**Stored entries:**
*****
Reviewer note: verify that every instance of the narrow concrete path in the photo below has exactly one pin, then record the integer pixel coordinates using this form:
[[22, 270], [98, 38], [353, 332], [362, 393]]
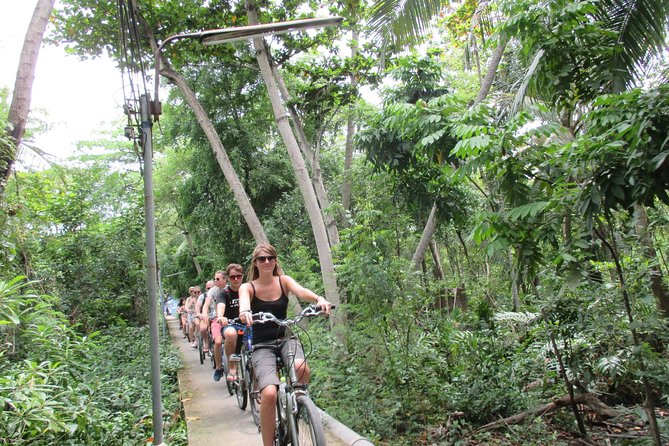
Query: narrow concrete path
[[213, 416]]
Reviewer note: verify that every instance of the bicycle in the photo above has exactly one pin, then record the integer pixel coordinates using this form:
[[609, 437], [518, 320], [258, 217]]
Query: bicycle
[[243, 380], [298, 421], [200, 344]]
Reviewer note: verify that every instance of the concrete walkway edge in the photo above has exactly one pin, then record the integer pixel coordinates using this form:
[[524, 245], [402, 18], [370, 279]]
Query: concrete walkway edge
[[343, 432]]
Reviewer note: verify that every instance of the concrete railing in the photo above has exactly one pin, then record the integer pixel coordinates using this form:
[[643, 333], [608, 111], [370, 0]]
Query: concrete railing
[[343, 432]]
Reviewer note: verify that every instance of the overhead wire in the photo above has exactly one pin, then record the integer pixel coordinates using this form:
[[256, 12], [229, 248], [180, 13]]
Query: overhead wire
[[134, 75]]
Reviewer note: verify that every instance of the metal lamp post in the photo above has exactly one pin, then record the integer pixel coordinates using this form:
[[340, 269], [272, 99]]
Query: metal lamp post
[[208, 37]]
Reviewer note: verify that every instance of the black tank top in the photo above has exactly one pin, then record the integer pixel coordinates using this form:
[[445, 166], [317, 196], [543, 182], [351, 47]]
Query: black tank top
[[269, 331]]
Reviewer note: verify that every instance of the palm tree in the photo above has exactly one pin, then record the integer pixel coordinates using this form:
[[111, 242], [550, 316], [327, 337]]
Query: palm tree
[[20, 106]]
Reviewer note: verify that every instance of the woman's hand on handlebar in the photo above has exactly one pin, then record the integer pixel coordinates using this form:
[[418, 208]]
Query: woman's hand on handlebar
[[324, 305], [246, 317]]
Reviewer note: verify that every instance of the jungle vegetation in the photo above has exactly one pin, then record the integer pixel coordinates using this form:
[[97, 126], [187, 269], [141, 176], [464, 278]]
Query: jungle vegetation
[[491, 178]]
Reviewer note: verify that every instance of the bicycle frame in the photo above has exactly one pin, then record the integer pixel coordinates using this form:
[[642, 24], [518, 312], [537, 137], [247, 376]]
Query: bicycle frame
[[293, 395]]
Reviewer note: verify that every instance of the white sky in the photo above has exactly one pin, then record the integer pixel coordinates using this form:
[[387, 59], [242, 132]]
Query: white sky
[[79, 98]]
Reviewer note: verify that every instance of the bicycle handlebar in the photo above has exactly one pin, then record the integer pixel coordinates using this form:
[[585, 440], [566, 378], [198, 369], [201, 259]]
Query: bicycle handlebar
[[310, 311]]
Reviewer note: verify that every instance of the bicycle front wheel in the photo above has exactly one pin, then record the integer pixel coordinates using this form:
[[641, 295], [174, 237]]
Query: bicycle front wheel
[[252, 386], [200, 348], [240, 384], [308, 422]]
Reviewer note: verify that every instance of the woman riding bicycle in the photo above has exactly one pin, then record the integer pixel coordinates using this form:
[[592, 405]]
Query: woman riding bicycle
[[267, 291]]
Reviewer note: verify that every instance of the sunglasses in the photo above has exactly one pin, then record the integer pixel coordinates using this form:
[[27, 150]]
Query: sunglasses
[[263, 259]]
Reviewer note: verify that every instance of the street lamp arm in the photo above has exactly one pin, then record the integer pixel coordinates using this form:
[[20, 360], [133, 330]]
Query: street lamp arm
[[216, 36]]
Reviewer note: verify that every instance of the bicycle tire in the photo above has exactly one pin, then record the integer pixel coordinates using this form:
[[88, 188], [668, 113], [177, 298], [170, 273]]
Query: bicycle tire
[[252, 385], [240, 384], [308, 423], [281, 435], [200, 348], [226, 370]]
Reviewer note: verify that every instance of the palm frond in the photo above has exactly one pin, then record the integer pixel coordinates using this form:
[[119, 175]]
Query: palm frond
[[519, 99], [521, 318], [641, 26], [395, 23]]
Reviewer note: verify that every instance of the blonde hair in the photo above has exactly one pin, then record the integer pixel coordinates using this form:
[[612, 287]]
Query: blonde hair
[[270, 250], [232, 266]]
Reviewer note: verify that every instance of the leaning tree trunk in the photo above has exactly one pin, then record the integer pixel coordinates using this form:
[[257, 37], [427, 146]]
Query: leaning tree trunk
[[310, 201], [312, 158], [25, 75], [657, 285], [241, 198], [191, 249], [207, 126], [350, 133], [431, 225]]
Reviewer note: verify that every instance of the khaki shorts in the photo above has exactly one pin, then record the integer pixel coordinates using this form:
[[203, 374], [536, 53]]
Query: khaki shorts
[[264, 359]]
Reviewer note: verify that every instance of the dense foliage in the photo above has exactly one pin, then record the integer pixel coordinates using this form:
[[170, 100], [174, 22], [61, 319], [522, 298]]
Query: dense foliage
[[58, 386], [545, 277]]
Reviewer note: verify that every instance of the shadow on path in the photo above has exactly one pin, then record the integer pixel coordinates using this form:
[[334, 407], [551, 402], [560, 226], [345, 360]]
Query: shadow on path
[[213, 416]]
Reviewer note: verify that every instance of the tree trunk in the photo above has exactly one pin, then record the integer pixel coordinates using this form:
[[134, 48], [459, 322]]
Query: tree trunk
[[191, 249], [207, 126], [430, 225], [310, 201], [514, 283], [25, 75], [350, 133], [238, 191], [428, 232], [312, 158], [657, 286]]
*****
**Your task:** Reproduce the lines of the entries above verbatim, starting at the line containing "Reviewer note: verify that every instance of the leaning" and ending at the line containing "[[264, 359]]", with both of those lines included.

**The reply:**
Reviewer note: verify that every instance of the leaning tree trunk in the photo above has exactly one pin, then record the integer pixel coordinates using this form:
[[257, 37], [427, 146]]
Query: leaning tree trunk
[[310, 201], [312, 158], [25, 75], [657, 285], [241, 198], [191, 249], [207, 126], [350, 133], [431, 225]]
Reviewer note: verify that every instance of the khaki shorts in the photo above has exactly one pin, then record the integer pixel coordinates using this form:
[[203, 374], [536, 53]]
Query: khaki shorts
[[264, 359]]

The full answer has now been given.